(Rows from a dataset)
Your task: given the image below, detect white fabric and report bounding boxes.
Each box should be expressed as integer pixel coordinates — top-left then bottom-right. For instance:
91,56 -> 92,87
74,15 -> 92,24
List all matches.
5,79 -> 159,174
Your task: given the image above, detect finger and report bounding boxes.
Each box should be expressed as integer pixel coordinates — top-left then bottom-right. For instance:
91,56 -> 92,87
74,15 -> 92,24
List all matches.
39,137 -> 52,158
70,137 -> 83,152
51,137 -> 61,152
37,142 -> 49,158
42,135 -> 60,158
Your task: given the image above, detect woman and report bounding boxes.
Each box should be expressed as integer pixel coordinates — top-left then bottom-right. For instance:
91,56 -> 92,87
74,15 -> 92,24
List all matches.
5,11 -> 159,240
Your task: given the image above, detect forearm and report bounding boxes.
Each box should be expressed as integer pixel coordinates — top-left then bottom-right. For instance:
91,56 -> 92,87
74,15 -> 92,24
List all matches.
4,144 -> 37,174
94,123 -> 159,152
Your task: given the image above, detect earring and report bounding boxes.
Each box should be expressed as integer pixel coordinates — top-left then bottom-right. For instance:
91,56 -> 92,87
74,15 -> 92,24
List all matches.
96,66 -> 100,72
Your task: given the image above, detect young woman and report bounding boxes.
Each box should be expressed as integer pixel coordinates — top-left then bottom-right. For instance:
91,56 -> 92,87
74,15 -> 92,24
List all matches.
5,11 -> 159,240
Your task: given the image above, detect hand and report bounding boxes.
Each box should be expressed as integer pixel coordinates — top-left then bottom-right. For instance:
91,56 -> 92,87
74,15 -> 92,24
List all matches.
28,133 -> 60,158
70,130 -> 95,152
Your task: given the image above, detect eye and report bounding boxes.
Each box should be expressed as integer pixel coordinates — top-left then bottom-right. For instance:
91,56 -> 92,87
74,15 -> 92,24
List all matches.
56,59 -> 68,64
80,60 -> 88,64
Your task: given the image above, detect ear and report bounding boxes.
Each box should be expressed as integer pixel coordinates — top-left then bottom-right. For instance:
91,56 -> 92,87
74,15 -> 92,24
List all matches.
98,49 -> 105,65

- [WORK INSTRUCTIONS] Reproduce every row above verbatim, changing nothing.

- [TASK RESPONSE]
Your task: given the image below, detect white fabric and report bounding boxes.
Each box should be expressed as integer pixel coordinates — top-left then bottom-right. For instance:
91,56 -> 92,87
74,15 -> 92,24
List all matches.
5,79 -> 159,174
Your task: given the image above, detect finger and report bounding boxes.
Each box should be expressed as integer pixel coordinates — top-left then bottom-right. For instance:
91,56 -> 92,87
74,15 -> 92,24
List all matches.
39,137 -> 52,158
70,137 -> 83,152
51,137 -> 61,152
37,142 -> 49,158
42,135 -> 60,158
Your task: given the image above, detect woman and report bounding boxes.
Each box should be expressed as integer pixel coordinates — top-left then bottom-right. For instance:
91,56 -> 92,87
74,15 -> 92,24
List all matches.
5,11 -> 159,240
Your task: given the image above, detect forearm and report bounding boxes.
Each box should be expressed as integer pixel coordinates — top-left then bottom-right. For instance:
91,56 -> 92,87
74,15 -> 92,24
List all matches.
4,144 -> 37,174
94,123 -> 159,152
Your task: given the image above, detect earring and report bounding boxes.
Each box should be expressed as integer pixel coordinates — top-left then bottom-right. For instance:
91,56 -> 92,87
74,15 -> 92,24
List all matches.
96,66 -> 100,72
Your task: given the image above, detect young woman and report bounding boxes.
Each box should be expressed as integer pixel coordinates — top-left then bottom-right. For instance:
91,56 -> 92,87
74,15 -> 92,24
List all matches.
5,11 -> 159,240
Your task: given the image above, detect hand and report bounding boxes.
Each box should be expressed as integer pixel coordinates — top-left then bottom-right. For instance:
91,56 -> 92,87
74,15 -> 92,24
List all matches.
28,133 -> 60,158
70,130 -> 95,152
Your task: given the image above, detect eye and report bounding boxes.
Each box should be expressed as integer pixel coordinates — top-left then bottom-right. For instance:
91,56 -> 92,87
74,15 -> 92,24
List all matches.
56,59 -> 68,64
80,60 -> 88,64
Your task: given the image above, detect ear and report bounding boxes.
Each box should be expressed as integer pixel coordinates — top-left then bottom-right. For instance:
91,56 -> 92,87
74,15 -> 92,24
List all matches.
98,49 -> 105,65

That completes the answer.